> WORK TO COMPLETE:
- A) Using the piece on Spy magazine below, decide whether each statement agrees with it: (i) Donald Trump cashed a $.13 check the magazine sent him; (ii) the magazine kept to topics solely about New Yorkers; (iii) the magazine gave the Yankees' unofficial chant as "Let's Go Yankees." For each, answer yes or no and quote the deciding words.
- B) List every remark that the piece on Spy magazine below sets in parentheses.

> TEXT SEGMENT:
········
I for one, really miss Spy magazine. At least, the funny years (late ’80s to very early ’90s).
While they called themselves “the New York monthly”, they didn’t confine themselves to topics solely about New Yorkers and life in all the boroughs and in the early years it was funny — laugh out loud funny. Better than Saturday Night Live on a good night. They poked fun at just about anything (the virtually indestructible Twinkie), politics and politicians (including three then current presidents), contemporary culture (fictional characters who apparently live in the same neighborhood since they all had the same phone exchange), celebrity and The Donald bashing (sent him a $.13 check which he cashed) and more. No topic or person was sacred. The Mob: a Mafia entrance exam, map of where they lived and died in NY, Mets vs. Yankees chart (unofficial chant for Mets: “Let’s Go Mets”, unofficial chant for Yankees: “Boston Sucks”), analysis of garbage thrown out by the rich and famous, lifestyles of rich dogs, an L.A. edition, even advertising supplements done in Spy style…It was smart, funny and intelligently written. Some of their photo covers were outrageous.
········
> DATA LISTING:
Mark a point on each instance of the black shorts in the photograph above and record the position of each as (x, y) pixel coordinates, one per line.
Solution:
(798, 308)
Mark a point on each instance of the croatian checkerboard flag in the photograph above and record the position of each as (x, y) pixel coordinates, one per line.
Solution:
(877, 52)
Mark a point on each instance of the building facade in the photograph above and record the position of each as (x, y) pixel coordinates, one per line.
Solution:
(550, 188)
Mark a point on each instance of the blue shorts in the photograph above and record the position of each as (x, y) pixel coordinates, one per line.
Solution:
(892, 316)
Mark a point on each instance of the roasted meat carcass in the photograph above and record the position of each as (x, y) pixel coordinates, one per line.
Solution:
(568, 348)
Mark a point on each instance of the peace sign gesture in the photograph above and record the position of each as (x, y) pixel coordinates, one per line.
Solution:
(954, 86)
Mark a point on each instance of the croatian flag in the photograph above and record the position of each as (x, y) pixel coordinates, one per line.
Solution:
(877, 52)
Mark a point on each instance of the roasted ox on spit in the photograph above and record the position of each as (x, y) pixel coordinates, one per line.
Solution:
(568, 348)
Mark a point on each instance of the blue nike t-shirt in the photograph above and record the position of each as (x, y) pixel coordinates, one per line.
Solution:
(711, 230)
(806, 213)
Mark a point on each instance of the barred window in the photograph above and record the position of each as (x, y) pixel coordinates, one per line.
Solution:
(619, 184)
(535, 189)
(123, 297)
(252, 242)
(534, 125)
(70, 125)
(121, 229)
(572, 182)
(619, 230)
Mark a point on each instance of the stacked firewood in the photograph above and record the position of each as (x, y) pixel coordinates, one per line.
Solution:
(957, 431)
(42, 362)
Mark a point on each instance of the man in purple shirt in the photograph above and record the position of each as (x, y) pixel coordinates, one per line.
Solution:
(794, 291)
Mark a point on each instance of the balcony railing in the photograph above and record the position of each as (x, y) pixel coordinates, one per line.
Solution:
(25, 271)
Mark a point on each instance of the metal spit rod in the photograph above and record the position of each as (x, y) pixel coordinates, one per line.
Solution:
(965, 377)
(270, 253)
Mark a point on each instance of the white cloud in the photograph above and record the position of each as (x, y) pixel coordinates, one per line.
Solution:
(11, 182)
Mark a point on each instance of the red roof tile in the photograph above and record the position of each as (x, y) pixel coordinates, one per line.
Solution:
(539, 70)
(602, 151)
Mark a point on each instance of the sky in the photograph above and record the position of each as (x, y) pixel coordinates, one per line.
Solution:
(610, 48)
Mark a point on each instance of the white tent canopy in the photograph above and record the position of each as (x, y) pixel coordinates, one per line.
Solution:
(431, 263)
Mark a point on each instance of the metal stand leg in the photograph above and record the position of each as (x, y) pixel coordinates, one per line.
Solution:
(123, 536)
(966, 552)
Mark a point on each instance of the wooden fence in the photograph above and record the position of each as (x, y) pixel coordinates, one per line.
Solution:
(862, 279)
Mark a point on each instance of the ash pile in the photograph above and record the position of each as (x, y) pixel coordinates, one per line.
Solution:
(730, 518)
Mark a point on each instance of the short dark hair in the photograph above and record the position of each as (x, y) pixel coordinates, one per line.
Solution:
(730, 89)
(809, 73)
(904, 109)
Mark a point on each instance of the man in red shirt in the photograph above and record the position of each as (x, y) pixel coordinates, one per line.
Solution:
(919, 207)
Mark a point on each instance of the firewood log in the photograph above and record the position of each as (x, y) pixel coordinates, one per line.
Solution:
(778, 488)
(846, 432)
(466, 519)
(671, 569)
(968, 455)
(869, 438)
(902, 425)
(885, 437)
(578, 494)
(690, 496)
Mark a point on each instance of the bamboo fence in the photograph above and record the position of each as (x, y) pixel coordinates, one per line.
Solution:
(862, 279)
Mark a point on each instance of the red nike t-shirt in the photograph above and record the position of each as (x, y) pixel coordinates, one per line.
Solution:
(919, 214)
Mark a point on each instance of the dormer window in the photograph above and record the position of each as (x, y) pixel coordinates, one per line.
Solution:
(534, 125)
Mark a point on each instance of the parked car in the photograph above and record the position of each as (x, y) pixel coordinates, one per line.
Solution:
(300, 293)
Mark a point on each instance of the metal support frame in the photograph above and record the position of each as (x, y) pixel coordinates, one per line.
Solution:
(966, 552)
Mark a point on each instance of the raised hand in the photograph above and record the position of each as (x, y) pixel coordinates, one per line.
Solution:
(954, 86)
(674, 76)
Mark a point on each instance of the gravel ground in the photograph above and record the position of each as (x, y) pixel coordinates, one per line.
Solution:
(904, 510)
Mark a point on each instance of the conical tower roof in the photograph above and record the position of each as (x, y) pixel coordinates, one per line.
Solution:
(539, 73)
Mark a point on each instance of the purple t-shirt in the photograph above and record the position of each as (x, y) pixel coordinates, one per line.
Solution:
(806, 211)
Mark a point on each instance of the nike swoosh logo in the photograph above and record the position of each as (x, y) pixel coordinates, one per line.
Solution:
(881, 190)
········
> RESPONSES BY TASK:
- A)
(i) Yes: "sent him a $.13 check which he cashed"
(ii) No: "they didn’t confine themselves to topics solely about New Yorkers"
(iii) No: "unofficial chant for Yankees: “Boston Sucks”"

- B)
1. late ’80s to very early ’90s
2. the virtually indestructible Twinkie
3. including three then current presidents
4. fictional characters who apparently live in the same neighborhood since they all had the same phone exchange
5. sent him a $.13 check which he cashed
6. unofficial chant for Mets: “Let’s Go Mets”, unofficial chant for Yankees: “Boston Sucks”